▶ **What the task requires**
Copy the stretch of the entries below exactly, from the line that contains "Trace the outline of every instance of the ash-covered" through the end of the entries, and include nothing else.

Saved data entries:
--- START ---
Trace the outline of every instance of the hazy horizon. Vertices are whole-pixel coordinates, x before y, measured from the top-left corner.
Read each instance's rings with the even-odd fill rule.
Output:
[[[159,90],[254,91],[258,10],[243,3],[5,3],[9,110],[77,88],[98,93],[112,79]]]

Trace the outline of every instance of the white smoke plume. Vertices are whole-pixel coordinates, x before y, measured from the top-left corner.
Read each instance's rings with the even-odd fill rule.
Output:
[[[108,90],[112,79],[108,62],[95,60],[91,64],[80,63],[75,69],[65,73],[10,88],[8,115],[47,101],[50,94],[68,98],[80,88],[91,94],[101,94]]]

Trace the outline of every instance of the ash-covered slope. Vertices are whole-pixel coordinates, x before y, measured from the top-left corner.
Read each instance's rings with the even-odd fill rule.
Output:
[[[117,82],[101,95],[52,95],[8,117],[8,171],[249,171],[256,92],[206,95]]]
--- END ---
▶ **Task result**
Trace the outline of every instance of the ash-covered slope. Vertices are whole-pixel coordinates, x before y, measured from the top-left corner.
Read each instance's rings with the even-odd fill rule.
Output:
[[[117,82],[101,95],[52,95],[8,117],[8,171],[249,171],[256,92],[206,95]]]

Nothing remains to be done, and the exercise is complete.